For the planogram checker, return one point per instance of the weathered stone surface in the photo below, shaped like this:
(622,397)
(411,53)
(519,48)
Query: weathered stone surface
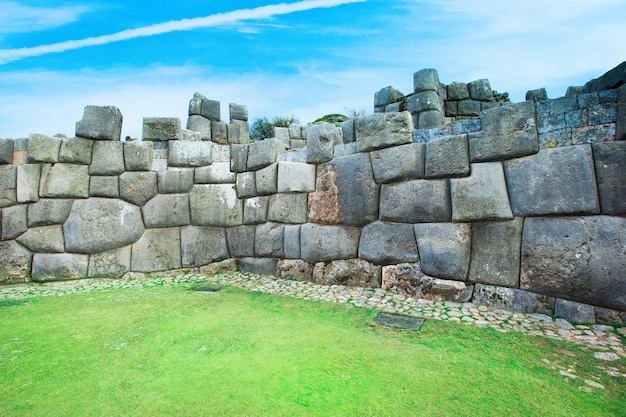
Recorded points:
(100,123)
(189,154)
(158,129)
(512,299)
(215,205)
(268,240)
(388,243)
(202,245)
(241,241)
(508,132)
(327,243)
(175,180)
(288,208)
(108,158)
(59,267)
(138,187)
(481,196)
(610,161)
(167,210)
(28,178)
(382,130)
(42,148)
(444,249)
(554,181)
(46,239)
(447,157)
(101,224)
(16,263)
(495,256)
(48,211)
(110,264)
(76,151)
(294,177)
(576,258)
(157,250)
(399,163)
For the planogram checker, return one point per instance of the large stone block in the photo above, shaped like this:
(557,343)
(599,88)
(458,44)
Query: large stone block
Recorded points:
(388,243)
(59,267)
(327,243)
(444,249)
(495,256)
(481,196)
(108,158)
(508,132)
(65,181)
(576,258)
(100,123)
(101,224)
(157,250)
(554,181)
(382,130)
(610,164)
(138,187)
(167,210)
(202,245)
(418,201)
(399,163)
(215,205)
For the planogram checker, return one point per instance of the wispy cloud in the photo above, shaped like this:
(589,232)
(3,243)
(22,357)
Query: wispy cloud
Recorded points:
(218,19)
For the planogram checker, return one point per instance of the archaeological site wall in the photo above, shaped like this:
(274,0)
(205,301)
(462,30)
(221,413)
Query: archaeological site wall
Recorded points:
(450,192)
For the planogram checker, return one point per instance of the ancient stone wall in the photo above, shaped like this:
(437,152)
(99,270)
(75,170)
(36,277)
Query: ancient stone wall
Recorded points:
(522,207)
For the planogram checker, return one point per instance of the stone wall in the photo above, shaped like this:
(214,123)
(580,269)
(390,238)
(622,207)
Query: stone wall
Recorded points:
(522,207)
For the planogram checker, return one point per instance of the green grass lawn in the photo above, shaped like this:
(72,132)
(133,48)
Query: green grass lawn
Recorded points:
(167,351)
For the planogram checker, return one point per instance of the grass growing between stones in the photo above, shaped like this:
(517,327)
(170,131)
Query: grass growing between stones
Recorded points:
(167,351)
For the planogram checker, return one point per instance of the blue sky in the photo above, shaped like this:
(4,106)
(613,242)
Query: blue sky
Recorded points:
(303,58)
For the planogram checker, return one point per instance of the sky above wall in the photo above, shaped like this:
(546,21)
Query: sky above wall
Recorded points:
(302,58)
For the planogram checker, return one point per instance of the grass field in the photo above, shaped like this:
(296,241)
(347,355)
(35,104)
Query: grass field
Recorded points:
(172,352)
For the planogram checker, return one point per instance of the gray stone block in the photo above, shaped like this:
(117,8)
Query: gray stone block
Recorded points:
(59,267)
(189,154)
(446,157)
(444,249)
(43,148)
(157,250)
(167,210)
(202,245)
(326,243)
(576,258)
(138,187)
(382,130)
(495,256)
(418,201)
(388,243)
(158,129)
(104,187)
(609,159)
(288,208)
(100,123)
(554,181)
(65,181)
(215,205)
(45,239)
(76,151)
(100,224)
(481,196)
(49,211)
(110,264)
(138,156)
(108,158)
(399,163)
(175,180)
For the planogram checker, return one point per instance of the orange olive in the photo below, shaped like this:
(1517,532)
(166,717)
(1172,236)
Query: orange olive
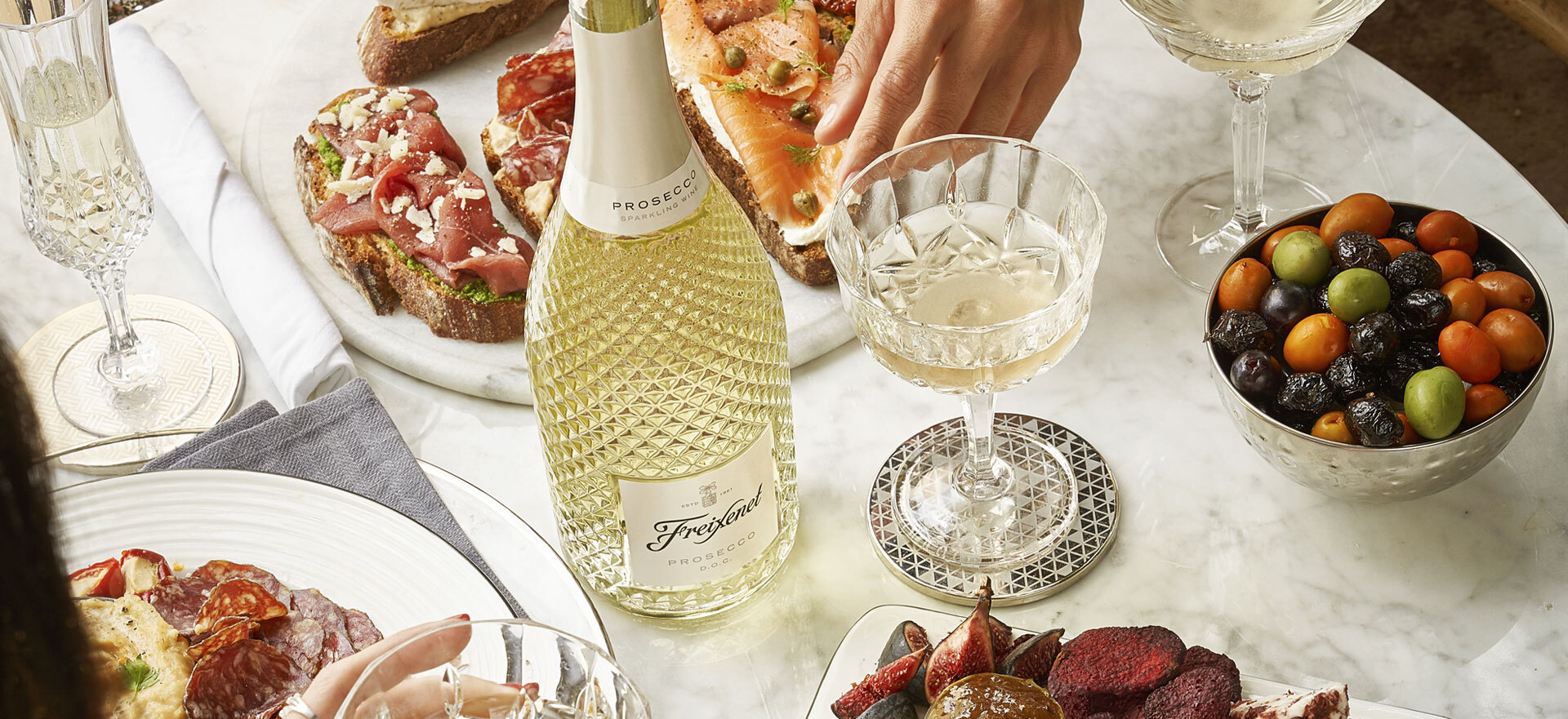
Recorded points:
-*-
• [Stated task]
Make an exact copy of every record, pictures excluded.

• [Solution to the exercise]
For the planogram checker, return one point per instance of the weathered stone surface in the photo below, shaped like this:
(622,397)
(411,53)
(519,48)
Query: weathered stone surface
Recorded points:
(100,123)
(189,154)
(158,129)
(512,299)
(215,205)
(268,240)
(388,243)
(202,245)
(241,241)
(508,132)
(327,243)
(175,180)
(288,208)
(108,158)
(59,267)
(138,187)
(481,196)
(610,161)
(167,210)
(28,178)
(382,130)
(42,148)
(444,249)
(554,181)
(46,239)
(447,157)
(101,224)
(16,263)
(495,256)
(48,211)
(110,264)
(76,151)
(294,177)
(576,258)
(157,250)
(399,163)
For the planogram checker, return one point per instance of the large stone block in the photo above, shaped like this:
(557,343)
(599,88)
(458,44)
Query: large stone block
Recorded points:
(388,243)
(59,267)
(327,243)
(444,249)
(495,256)
(481,196)
(108,158)
(508,132)
(65,181)
(576,258)
(100,123)
(101,224)
(157,250)
(554,181)
(382,130)
(610,164)
(138,187)
(167,210)
(202,245)
(418,201)
(399,163)
(215,205)
For the planogram checker, return one point per instance of the wispy cloud in the photo above, shaped like this:
(589,232)
(3,243)
(22,357)
Query: wispy cloud
Recorded points:
(218,19)
For the planogram checker, return one point per instance of the archaeological site wall in the photo above, shaped like this:
(274,0)
(205,301)
(462,30)
(221,413)
Query: archaeological site wall
Recorded points:
(450,192)
For the planogram checker, return one point per instance of the ancient stone wall in the photo above, shaped like this:
(437,152)
(99,270)
(75,170)
(36,277)
Query: ancient stone wall
Recorded points:
(522,207)
For the planogram checker, return one point per instance of the stone wall in the photo above, shaped like this:
(214,123)
(580,269)
(390,238)
(622,207)
Query: stone wall
Recorded points:
(522,207)
For the planogram checker, return one point per instance of the green grass lawn in the photo above, shaped like this:
(72,132)
(133,48)
Query: green grass lawn
Recorded points:
(167,351)
For the planogram checker, return one point per instance of the grass growing between stones in the photo above, shaped like this:
(517,327)
(170,131)
Query: grass growing between stones
Recorded points:
(167,351)
For the planogram checker, return one point per instance of the blue sky in the photo above, shaped like this:
(4,106)
(613,242)
Query: blue sky
Recorded points:
(303,58)
For the planogram checker, return one point per instance of the sky above wall in the photo above, shaped like this:
(546,21)
Query: sky above wall
Recorded points:
(302,58)
For the planogram checker, return one point per instance of the grass field in the photo above, shaped like this:
(296,241)
(347,355)
(35,104)
Query: grass field
Recorded points:
(172,352)
For the planogram checker, return one point per instance of the gray stone block in the photo above, shaped like this:
(117,8)
Query: gray stone block
Recorded points:
(59,267)
(189,154)
(446,157)
(444,249)
(43,148)
(157,250)
(167,210)
(202,245)
(326,243)
(576,258)
(138,187)
(382,130)
(495,256)
(418,201)
(388,243)
(158,129)
(104,187)
(609,159)
(288,208)
(100,123)
(554,181)
(65,181)
(215,205)
(45,239)
(76,151)
(100,224)
(481,196)
(49,211)
(110,264)
(138,156)
(108,158)
(399,163)
(175,180)
For the planogram checker, return one point per instance of the orange olive in the photo below, shaped like this:
(1517,532)
(166,717)
(1172,236)
Query: orange olive
Recorded points:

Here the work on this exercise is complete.